*Qué hacer*.
**1)** Responde estas preguntas según el fragmento:
(a) ¿Qué día de la semana era la tarde en que el narrador acudió al evento?
(b) ¿Quiénes presentaron el libro del poeta José Ángel Leyva?
(c) ¿Qué marca de cigarros iba a encender el ganador del Premio Cervantes?
**2)** Vuelve a escribir, sin cambio alguno, el pasaje del fragmento que va desde "La tarde siguiente" hasta "ir de emergencia.", ambos incluidos.
**3)** Indica si cada afirmación concuerda con el fragmento. Responde sí o no y cita las palabras que lo deciden.
(a) El autor de El Güilo Mentiras asistió al homenaje.
(b) El narrador salió a fumar en la noche.
(c) El ganador del Premio Cervantes que pidió fuego lo obtuvo en 2007.

═══ Fragmento proporcionado

La tarde siguiente de nuevo la llamada con el mismo asunto. Ismael se me presentaba en su insistencia como un cabrón periodista que quiere la noticia, sin importarle los problemas sentimentales que despierta a quien se la pide. Le explique mis motivos contundentes y la sugerencia perdió su naturaleza para convertirse en orden, y esa tarde de sábado fui un niño renegón que iba a la primaria con la esperanza de que el profe no hubiera acudido por enfermedad. En el caso, que Gelman se hubiera tenido que ir de emergencia.
Atestigüé la presentación del libro del poeta José Ángel Leyva que hicieron Ernesto Hernández Norzagaray y el propio Juan Gelman, con el que fui presentado. Seguía en el programa un homenaje a Dámaso Murúa, pero con la ausencia del autor de El Güilo Mentiras, representado por su hijo, por lo que busqué la salida para fumar en la noche tibia. Otro impaciente por la dosis de nicotina fue el mismísimo ganador del “Premio Cervantes”, en 2007, que llegó a pedirme fuego para encender su Benson & Hedges.

══════
═══ Datos guardados

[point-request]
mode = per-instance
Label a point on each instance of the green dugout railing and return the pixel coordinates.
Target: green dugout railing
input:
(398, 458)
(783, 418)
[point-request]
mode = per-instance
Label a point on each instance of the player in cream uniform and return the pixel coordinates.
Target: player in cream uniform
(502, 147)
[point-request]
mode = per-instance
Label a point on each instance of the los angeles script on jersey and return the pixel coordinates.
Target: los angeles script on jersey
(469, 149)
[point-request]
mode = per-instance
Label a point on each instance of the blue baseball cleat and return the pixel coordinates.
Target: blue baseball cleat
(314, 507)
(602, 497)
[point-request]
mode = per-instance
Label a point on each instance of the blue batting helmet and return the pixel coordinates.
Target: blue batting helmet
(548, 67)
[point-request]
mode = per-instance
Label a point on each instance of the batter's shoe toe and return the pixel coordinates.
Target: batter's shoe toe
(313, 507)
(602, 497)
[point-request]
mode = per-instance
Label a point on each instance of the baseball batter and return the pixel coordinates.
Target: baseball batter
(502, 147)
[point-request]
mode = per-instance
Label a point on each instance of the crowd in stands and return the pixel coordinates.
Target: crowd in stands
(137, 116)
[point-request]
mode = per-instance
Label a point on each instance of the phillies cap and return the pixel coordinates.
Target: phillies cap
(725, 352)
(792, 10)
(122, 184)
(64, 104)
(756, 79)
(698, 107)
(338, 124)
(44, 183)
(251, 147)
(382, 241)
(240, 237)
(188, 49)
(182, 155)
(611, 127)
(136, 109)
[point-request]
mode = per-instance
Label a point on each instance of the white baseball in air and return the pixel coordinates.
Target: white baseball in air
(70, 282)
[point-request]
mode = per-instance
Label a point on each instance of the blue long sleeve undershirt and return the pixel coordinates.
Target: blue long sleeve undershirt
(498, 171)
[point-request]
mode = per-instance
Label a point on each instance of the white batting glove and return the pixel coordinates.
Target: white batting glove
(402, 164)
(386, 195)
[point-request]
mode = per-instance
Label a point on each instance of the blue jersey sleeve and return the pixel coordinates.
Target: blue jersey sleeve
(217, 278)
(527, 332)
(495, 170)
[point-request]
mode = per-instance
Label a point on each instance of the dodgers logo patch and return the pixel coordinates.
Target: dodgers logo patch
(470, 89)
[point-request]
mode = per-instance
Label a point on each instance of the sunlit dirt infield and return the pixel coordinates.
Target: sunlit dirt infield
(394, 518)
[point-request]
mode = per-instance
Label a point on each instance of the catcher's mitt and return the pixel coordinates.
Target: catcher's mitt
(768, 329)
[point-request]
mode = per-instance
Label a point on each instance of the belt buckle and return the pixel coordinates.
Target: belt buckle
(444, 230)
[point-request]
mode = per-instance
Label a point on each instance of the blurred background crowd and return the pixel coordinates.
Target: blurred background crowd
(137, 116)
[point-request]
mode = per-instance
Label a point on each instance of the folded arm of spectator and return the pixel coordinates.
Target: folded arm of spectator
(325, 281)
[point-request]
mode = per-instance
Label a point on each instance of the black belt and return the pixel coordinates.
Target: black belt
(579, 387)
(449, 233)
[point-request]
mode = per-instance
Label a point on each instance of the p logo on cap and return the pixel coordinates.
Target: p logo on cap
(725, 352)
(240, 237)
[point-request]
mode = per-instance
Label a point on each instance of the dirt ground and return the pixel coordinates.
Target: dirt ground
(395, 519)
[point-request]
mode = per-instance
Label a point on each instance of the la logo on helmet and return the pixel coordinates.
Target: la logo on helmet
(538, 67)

══════

*Resultados por tarea*.
**1)**
(a) Sábado.
(b) Ernesto Hernández Norzagaray y Juan Gelman.
(c) Benson & Hedges.

**2)**
La tarde siguiente de nuevo la llamada con el mismo asunto. Ismael se me presentaba en su insistencia como un cabrón periodista que quiere la noticia, sin importarle los problemas sentimentales que despierta a quien se la pide. Le explique mis motivos contundentes y la sugerencia perdió su naturaleza para convertirse en orden, y esa tarde de sábado fui un niño renegón que iba a la primaria con la esperanza de que el profe no hubiera acudido por enfermedad. En el caso, que Gelman se hubiera tenido que ir de emergencia.

**3)**
(a) No: «con la ausencia del autor de El Güilo Mentiras, representado por su hijo».
(b) Sí: «busqué la salida para fumar en la noche tibia».
(c) Sí: «el mismísimo ganador del “Premio Cervantes”, en 2007».